What to do: Only the lines from the one that contains "Where can you spot the road roller" through the final line of the entries should be repeated, exactly as written.
═══ Record extracts ═══
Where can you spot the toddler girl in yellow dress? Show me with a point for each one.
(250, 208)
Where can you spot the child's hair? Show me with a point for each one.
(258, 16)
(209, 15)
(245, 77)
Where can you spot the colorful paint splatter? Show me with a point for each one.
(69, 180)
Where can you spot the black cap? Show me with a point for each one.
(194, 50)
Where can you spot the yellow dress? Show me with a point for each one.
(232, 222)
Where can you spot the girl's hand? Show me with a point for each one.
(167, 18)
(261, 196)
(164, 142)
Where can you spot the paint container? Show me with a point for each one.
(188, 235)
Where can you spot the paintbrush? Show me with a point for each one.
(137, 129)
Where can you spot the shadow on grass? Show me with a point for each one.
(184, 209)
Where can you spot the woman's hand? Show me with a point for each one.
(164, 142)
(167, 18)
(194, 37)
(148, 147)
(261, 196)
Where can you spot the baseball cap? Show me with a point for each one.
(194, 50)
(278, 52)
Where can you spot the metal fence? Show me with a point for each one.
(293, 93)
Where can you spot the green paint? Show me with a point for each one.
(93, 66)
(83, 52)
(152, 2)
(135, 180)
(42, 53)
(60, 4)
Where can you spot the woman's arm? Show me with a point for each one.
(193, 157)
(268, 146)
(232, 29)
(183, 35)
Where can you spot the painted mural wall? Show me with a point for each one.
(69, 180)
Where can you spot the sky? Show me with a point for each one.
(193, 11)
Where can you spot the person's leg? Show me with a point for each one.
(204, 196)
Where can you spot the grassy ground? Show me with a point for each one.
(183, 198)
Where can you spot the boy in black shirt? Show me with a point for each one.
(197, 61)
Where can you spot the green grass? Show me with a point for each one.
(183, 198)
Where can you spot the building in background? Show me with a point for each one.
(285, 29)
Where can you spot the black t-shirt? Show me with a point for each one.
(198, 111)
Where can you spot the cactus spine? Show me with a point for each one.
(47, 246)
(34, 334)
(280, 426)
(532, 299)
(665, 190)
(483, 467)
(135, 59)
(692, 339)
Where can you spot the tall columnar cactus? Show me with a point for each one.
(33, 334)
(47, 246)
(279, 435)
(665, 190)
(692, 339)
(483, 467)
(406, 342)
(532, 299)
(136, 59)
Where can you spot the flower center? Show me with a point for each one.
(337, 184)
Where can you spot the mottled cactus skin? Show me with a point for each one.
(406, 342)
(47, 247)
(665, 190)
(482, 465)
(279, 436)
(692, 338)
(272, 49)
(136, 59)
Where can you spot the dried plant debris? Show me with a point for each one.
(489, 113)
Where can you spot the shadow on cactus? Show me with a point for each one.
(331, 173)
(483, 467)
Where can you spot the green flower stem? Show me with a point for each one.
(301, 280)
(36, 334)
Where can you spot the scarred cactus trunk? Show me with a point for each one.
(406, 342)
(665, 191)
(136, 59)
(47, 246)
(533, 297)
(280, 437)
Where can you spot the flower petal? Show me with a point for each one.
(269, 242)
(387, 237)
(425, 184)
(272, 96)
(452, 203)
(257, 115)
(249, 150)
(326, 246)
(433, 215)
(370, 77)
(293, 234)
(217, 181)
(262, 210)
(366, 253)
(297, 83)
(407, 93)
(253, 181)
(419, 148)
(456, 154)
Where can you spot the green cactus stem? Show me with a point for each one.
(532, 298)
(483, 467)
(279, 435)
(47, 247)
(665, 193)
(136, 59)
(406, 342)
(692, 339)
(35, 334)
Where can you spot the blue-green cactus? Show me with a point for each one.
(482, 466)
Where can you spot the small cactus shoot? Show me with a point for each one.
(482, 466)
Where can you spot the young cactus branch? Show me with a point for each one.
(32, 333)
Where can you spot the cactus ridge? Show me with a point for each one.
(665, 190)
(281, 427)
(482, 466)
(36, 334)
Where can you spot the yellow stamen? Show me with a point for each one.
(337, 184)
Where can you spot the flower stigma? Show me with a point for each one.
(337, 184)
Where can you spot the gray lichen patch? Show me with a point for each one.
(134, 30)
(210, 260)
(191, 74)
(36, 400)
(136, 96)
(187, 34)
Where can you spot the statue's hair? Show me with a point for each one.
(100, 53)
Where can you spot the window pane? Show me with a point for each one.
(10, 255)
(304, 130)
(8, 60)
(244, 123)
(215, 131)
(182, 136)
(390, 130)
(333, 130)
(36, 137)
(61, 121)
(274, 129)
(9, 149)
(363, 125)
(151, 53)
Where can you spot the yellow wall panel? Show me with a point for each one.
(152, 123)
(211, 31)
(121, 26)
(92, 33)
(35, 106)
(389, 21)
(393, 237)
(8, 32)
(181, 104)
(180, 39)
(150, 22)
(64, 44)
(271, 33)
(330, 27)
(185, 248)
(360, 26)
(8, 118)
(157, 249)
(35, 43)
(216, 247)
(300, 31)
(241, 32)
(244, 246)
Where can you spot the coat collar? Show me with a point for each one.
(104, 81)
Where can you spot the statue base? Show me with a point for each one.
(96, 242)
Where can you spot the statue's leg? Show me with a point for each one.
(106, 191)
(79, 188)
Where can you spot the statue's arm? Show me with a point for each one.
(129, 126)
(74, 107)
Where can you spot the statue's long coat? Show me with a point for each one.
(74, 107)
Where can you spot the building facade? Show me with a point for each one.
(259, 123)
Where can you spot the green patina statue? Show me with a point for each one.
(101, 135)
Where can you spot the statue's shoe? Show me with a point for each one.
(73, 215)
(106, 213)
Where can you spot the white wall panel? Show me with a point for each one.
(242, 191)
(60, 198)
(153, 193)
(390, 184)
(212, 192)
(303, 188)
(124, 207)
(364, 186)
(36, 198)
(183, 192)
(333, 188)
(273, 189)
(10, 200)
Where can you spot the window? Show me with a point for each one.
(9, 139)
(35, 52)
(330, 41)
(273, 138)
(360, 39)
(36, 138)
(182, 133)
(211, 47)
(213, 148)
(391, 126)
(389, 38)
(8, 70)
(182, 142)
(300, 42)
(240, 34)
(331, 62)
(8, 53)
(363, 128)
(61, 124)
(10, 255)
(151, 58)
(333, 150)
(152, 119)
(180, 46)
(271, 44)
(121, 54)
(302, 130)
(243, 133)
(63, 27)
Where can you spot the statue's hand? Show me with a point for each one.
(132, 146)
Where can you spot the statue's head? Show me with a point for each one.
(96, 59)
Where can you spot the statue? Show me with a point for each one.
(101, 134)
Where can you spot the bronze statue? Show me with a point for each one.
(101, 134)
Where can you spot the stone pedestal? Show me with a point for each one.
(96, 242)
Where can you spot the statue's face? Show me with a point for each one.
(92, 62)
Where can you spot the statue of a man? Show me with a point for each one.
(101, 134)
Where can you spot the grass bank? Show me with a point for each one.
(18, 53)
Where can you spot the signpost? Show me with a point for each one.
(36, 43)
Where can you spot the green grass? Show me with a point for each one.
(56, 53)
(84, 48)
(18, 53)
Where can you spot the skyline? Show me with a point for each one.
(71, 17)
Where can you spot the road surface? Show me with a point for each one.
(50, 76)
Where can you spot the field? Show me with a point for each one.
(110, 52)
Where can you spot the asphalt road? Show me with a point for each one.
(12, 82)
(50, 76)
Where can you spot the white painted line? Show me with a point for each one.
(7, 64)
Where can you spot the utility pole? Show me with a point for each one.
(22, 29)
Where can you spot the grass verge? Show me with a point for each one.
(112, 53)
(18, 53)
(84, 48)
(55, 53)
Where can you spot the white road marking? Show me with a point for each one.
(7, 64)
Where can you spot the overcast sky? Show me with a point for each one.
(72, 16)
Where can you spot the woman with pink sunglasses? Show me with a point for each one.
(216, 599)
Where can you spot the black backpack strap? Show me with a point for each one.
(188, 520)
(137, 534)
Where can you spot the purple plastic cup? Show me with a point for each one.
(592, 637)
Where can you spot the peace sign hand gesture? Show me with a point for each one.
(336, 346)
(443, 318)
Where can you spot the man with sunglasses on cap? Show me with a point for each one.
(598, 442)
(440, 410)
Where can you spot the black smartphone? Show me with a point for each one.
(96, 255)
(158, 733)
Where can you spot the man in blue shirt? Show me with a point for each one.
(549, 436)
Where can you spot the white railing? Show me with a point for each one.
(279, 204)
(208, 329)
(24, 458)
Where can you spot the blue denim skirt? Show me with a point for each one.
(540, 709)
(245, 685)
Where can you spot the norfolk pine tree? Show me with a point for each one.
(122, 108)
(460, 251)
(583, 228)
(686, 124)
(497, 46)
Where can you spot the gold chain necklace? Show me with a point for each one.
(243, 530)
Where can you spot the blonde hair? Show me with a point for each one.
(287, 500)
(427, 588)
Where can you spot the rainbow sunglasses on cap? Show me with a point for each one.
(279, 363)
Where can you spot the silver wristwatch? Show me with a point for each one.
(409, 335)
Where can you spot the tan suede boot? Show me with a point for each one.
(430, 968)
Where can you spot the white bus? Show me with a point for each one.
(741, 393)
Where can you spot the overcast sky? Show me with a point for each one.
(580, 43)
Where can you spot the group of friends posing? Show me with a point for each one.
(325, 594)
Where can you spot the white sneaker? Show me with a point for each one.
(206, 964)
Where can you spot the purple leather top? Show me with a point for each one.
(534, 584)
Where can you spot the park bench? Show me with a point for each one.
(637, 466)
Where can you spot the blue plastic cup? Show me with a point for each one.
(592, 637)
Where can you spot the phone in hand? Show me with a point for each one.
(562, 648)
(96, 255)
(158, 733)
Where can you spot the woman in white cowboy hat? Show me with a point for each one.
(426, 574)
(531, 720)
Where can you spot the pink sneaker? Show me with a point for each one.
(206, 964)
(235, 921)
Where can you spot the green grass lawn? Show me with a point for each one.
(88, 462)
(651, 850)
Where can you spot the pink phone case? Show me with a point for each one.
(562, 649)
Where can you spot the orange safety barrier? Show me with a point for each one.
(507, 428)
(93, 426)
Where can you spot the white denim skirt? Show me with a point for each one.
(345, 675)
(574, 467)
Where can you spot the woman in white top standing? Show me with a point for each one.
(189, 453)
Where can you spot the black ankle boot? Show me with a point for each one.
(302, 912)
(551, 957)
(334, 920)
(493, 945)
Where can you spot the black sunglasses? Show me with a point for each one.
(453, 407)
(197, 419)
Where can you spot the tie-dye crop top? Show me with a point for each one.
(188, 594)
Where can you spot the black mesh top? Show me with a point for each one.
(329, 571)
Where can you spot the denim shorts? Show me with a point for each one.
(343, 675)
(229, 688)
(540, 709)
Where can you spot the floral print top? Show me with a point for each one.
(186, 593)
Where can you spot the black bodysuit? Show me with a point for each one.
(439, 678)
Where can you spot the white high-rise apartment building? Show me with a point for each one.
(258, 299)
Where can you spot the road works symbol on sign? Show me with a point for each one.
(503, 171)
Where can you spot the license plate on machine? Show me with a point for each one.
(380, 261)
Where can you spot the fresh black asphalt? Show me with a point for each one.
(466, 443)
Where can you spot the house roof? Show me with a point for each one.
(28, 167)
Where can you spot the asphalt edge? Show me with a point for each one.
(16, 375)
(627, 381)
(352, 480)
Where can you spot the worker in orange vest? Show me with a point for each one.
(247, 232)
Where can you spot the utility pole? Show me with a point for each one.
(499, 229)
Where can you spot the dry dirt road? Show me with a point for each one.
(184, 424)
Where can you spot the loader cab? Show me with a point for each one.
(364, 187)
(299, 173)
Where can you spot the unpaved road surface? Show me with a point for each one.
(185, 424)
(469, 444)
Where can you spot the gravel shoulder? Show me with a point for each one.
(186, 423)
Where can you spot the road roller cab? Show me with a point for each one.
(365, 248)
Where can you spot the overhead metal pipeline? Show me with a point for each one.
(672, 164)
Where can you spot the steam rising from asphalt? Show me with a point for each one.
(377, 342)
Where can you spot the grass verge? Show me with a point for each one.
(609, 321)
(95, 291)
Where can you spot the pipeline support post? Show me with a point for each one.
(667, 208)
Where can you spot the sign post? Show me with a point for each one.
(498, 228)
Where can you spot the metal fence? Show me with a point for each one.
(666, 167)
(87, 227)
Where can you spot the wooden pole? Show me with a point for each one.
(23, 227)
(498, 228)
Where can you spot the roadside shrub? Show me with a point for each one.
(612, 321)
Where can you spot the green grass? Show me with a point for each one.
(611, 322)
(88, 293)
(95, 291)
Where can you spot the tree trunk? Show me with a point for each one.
═══
Solved problem:
Where can you spot the road roller cab? Show me with a point for each one.
(365, 248)
Where can you spot the overhead metal pipeline? Show me with a point for each one.
(672, 164)
Where can you spot the steam rising from asphalt? Show me with a point for each one.
(377, 342)
Where can you spot the grass verge? Show me with a point for each one.
(609, 321)
(95, 291)
Where can you spot the pipeline support post? Show me with a point for each one.
(667, 208)
Where can you spot the sign post? Show me with a point for each one.
(498, 228)
Where can you spot the metal fence? Show me with a point for each one.
(666, 167)
(87, 227)
Where can you spot the wooden pole? Show me with a point for each one.
(23, 227)
(498, 228)
Where can you spot the roadside shrub? Show me with a point for each one.
(612, 321)
Where can you spot the green grass? Show me with a point for each one.
(611, 322)
(88, 293)
(95, 291)
Where can you spot the tree trunk? Show me with a point for each one.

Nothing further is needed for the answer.